__WORK TO COMPLETE__
Please restate, word for word, the lines below that begin at the one with "of the stream" and end at the one with "the cyclist's arm". Leave out all other lines.

[RECORDS FOR THE EXERCISE Boundary: Start]

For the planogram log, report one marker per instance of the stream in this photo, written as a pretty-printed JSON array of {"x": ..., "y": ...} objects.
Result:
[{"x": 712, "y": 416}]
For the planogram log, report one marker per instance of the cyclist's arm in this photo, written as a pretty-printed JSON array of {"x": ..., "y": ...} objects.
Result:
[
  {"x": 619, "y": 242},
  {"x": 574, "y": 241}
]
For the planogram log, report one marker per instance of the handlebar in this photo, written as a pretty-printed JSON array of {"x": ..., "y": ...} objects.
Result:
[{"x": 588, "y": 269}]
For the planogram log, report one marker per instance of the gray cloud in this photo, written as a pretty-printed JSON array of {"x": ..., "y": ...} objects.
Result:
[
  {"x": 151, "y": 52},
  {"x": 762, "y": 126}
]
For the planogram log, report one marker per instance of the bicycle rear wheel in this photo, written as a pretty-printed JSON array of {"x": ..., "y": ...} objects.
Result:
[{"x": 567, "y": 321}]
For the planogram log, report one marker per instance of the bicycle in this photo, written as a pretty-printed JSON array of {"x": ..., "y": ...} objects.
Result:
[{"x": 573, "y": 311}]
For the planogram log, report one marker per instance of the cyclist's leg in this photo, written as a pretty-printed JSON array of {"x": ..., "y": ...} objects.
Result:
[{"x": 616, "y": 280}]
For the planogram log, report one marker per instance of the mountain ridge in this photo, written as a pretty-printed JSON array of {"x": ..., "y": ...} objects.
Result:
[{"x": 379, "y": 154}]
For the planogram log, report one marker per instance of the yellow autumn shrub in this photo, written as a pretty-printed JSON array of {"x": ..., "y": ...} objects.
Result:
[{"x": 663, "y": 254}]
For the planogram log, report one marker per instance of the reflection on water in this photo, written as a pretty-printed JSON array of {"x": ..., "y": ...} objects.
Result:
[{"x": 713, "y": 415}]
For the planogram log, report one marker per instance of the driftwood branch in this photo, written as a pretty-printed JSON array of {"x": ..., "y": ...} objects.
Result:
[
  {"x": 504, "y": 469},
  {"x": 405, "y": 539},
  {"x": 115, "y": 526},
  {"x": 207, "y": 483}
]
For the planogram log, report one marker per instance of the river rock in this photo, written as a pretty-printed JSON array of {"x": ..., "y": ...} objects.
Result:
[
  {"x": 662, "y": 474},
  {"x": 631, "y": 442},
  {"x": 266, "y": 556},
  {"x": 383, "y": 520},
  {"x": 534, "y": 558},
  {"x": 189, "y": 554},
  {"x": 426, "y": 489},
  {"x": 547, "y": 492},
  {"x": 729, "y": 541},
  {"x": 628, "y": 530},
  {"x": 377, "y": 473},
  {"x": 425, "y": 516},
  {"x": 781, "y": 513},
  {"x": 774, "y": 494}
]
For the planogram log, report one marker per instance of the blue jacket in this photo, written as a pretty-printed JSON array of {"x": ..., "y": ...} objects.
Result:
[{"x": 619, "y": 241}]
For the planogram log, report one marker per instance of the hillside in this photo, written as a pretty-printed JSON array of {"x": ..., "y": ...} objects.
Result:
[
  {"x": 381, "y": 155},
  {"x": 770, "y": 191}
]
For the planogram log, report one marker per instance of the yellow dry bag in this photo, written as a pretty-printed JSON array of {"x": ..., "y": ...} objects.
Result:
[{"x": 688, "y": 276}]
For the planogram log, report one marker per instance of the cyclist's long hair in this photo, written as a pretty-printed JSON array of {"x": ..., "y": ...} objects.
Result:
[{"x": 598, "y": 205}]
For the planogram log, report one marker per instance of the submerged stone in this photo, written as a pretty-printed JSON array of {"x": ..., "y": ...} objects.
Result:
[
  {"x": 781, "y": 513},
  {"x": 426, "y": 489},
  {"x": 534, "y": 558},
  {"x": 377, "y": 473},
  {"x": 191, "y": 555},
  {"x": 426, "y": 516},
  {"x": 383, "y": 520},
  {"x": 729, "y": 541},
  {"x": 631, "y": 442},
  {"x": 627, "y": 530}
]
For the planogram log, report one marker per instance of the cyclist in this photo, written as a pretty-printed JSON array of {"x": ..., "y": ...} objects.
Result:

[RECORDS FOR THE EXERCISE Boundary: End]
[RECORDS FOR THE EXERCISE Boundary: Start]

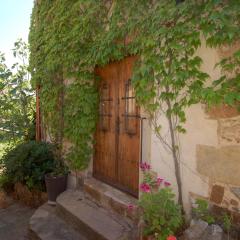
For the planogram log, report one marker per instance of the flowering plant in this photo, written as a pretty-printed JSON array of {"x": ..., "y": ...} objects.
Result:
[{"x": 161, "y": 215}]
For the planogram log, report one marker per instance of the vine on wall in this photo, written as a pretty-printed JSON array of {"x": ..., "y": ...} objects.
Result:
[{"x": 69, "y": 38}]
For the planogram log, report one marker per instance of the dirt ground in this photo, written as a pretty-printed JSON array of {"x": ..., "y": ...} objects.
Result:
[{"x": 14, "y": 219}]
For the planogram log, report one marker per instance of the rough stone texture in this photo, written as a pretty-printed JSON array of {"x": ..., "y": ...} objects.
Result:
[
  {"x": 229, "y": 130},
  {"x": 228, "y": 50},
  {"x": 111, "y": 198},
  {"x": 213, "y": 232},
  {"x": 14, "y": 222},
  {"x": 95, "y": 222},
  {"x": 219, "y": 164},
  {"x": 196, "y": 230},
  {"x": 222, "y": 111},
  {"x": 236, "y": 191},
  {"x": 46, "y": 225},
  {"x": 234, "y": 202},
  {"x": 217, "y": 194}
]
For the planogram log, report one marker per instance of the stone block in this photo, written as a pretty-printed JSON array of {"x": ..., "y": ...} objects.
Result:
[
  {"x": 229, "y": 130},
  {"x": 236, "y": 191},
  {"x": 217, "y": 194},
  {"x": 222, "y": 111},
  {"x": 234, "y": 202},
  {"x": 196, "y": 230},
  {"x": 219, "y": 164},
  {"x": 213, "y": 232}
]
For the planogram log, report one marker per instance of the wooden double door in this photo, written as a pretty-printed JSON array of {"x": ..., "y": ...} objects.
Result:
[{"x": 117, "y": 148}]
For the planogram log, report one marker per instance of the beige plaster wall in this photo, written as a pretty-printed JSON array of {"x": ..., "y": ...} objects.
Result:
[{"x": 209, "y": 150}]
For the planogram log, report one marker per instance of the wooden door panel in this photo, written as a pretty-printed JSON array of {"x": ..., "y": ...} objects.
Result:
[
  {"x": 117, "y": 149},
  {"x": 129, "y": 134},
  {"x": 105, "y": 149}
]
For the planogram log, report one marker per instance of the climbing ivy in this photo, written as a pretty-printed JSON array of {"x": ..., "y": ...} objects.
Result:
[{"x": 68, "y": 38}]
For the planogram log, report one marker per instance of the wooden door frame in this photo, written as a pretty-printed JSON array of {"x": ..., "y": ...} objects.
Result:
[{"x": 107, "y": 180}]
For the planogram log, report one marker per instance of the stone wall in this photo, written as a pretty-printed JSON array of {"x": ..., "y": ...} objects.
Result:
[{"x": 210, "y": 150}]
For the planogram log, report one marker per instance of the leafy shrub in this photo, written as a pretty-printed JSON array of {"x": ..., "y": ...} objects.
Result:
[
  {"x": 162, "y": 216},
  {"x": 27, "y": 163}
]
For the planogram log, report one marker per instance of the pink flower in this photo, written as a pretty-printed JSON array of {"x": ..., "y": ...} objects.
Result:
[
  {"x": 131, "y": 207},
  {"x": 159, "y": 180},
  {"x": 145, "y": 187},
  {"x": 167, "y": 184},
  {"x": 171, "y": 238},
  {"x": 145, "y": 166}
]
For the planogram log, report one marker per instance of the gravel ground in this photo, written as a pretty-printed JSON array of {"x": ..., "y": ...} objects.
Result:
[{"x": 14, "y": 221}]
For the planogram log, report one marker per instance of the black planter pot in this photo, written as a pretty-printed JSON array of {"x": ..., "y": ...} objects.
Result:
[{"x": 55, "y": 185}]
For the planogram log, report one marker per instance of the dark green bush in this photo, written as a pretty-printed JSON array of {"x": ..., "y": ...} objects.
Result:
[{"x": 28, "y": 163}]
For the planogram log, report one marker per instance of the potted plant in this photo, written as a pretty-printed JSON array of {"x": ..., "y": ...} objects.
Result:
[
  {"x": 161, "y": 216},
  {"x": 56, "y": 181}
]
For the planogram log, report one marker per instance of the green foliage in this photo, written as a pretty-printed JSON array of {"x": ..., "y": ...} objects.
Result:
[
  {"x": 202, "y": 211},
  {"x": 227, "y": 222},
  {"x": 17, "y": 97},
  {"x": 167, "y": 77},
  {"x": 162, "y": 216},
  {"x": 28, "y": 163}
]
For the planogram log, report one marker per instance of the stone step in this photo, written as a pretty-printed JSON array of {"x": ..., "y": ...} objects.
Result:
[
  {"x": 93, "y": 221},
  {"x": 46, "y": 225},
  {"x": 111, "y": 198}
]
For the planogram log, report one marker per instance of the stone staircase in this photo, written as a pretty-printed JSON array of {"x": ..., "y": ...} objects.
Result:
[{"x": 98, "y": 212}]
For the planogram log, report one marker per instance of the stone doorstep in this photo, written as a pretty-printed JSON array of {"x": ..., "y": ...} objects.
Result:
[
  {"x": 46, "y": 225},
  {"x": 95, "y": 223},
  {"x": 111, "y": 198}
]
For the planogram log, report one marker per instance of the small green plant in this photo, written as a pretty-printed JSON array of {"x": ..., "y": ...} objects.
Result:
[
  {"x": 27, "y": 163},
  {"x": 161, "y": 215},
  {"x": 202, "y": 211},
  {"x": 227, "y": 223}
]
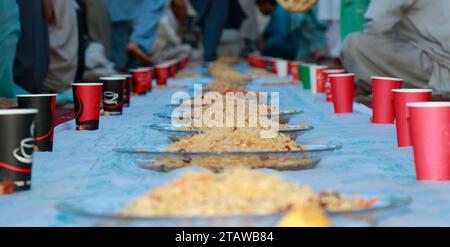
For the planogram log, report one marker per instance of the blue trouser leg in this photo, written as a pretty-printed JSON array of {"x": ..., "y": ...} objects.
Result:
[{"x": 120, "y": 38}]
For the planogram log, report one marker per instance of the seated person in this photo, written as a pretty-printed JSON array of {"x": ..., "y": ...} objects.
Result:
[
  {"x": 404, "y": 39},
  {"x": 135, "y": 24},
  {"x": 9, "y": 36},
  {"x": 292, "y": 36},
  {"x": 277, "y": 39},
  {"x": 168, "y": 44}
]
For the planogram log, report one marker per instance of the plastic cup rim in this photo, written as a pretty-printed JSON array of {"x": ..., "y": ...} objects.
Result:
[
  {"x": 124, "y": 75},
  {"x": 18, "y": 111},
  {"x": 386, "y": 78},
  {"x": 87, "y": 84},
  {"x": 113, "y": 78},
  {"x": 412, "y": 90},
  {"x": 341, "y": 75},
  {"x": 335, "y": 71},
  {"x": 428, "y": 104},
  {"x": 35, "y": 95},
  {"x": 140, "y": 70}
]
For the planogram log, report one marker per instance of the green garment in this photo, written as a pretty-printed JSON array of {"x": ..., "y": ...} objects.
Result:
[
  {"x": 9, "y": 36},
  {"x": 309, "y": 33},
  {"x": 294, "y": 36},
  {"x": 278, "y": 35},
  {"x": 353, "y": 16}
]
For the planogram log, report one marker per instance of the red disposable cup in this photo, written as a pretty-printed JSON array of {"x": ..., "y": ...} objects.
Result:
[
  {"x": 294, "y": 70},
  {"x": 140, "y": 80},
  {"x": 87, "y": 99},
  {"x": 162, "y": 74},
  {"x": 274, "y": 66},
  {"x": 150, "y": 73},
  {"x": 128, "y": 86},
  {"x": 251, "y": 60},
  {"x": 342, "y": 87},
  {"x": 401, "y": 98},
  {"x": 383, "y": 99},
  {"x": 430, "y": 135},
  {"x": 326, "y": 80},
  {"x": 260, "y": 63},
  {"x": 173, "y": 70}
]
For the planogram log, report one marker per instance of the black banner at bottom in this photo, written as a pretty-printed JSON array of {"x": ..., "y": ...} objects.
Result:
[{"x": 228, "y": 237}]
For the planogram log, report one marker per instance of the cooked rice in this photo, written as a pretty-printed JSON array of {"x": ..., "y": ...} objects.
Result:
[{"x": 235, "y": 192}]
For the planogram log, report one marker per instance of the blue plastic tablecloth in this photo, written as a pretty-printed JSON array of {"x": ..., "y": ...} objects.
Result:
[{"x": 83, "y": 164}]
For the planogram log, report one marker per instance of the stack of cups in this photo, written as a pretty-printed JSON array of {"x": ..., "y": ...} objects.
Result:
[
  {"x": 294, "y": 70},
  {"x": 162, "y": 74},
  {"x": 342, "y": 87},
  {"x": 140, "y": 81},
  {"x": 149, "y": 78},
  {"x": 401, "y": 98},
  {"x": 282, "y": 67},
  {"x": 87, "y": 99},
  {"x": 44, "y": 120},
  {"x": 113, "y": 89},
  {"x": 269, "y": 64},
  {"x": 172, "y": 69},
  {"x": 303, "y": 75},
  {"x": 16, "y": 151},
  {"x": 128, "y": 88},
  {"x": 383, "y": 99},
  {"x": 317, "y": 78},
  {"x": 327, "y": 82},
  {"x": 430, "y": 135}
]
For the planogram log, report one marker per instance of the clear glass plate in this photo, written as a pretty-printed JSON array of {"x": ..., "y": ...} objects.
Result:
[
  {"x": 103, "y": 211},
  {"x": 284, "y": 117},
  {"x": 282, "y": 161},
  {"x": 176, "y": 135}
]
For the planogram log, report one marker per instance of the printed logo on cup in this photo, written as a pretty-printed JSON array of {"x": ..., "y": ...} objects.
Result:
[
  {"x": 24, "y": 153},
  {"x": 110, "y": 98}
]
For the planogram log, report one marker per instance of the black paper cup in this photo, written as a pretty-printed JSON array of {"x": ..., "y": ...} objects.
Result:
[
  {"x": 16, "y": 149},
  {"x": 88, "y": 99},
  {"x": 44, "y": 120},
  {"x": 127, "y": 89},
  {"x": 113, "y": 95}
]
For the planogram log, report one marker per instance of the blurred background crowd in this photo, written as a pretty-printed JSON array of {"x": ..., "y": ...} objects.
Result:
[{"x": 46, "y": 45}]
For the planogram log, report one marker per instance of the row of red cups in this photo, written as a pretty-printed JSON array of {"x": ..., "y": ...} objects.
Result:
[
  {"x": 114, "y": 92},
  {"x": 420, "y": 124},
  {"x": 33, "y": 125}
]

[RECORDS FOR THE EXERCISE Boundary: End]

__SOLUTION TO THIS TASK__
For the planogram log, report one marker per instance of the stream in this photo, written as a pretty-printed JSON array of {"x": ..., "y": ...} objects.
Result:
[{"x": 712, "y": 416}]
For the planogram log, report one marker per instance of the cyclist's arm in this photo, written as a pretty-printed JSON array of {"x": ..., "y": ...} objects.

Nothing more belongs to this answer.